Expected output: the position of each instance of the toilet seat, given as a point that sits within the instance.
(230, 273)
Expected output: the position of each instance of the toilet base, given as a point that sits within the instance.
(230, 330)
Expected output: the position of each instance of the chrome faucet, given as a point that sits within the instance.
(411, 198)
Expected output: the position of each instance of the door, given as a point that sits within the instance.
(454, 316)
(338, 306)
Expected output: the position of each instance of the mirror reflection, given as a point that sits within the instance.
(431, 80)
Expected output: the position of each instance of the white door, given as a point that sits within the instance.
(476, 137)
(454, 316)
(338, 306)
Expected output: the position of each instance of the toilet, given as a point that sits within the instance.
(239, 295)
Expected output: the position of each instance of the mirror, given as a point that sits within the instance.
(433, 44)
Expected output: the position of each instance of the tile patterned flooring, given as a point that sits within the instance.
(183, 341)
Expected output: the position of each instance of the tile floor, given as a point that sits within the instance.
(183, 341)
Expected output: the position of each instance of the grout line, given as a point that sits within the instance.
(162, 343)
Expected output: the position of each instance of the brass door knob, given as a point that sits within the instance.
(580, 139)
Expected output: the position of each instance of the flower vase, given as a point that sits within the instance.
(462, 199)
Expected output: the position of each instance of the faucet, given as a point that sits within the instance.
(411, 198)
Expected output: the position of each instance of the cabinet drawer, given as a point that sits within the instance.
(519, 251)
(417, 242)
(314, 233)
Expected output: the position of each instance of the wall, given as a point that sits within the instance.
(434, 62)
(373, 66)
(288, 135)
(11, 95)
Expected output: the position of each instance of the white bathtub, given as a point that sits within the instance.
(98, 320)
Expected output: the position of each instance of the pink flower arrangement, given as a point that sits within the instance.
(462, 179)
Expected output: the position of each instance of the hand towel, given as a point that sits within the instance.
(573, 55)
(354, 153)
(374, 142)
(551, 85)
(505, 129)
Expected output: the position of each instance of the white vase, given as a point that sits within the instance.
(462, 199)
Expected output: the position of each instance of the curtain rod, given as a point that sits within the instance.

WHAT IS EXPECTED: Turn all the entries above into a numbered list, leaving out any blank lines.

OUTPUT FOR THIS EXERCISE:
1. Expected output: the position of each instance of the toilet seat, given as a point that sits within the instance.
2. (230, 273)
3. Expected output: the position of each instance of the toilet base, given as a point that sits within the instance.
4. (230, 330)
5. Expected output: the position of each instance of the chrome faucet, given as a point that sits within the instance.
6. (411, 198)
7. Expected output: the position of each instance of the door, given as a point that sits within the instance.
8. (454, 316)
9. (338, 306)
10. Expected output: the position of each instance of the mirror reflection, given as a point that sits within the instance.
11. (431, 80)
12. Expected output: the position of each instance of the white door, given as a point that sits within the instance.
13. (476, 137)
14. (454, 316)
15. (338, 306)
16. Expected output: the position of each instance of the toilet, given as a point that sits within the instance.
17. (239, 295)
18. Expected output: the position of each instance of the mirror, given as a point that sits within the instance.
19. (433, 44)
20. Expected output: the position of each instance of the tile patterned flooring, given as a point that sits within the instance.
21. (183, 341)
22. Expected output: the position of each instance of the tile floor, given as a point that sits within the instance.
23. (183, 341)
24. Expected output: the position of each instance of the grout line, given as a point that sits within the instance.
25. (162, 343)
26. Expected output: the position of each instance of the brass door knob, given as a point that sits within the instance.
27. (580, 139)
28. Expected output: the position of each instance of the flower vase, given as a point that sits within the instance.
29. (462, 199)
30. Expected output: the position of each instance of the faucet, given as a point that sits within the instance.
31. (411, 198)
32. Expected output: the position of each instance of the cabinet drawer, given as a point that sits within the instance.
33. (519, 251)
34. (417, 242)
35. (314, 233)
36. Expected output: the position of each instance of the wall, given as a point that sits within the instance.
37. (434, 62)
38. (373, 66)
39. (288, 135)
40. (11, 95)
41. Expected output: the position of each instance of the white bathtub, given as a point that sits within the instance.
42. (98, 320)
43. Expected output: the position of each instance of the pink flower arrangement, given as a point that sits within the instance.
44. (462, 179)
45. Expected output: the position of each instance of the hand towel, given as a point that sits within the instance.
46. (573, 55)
47. (354, 153)
48. (374, 142)
49. (551, 85)
50. (505, 129)
51. Expected output: the position of each instance of the white vase, given as a point that sits within the instance.
52. (462, 199)
53. Expected output: the position of each instance of the curtain rod, given as a point that sits within the instance.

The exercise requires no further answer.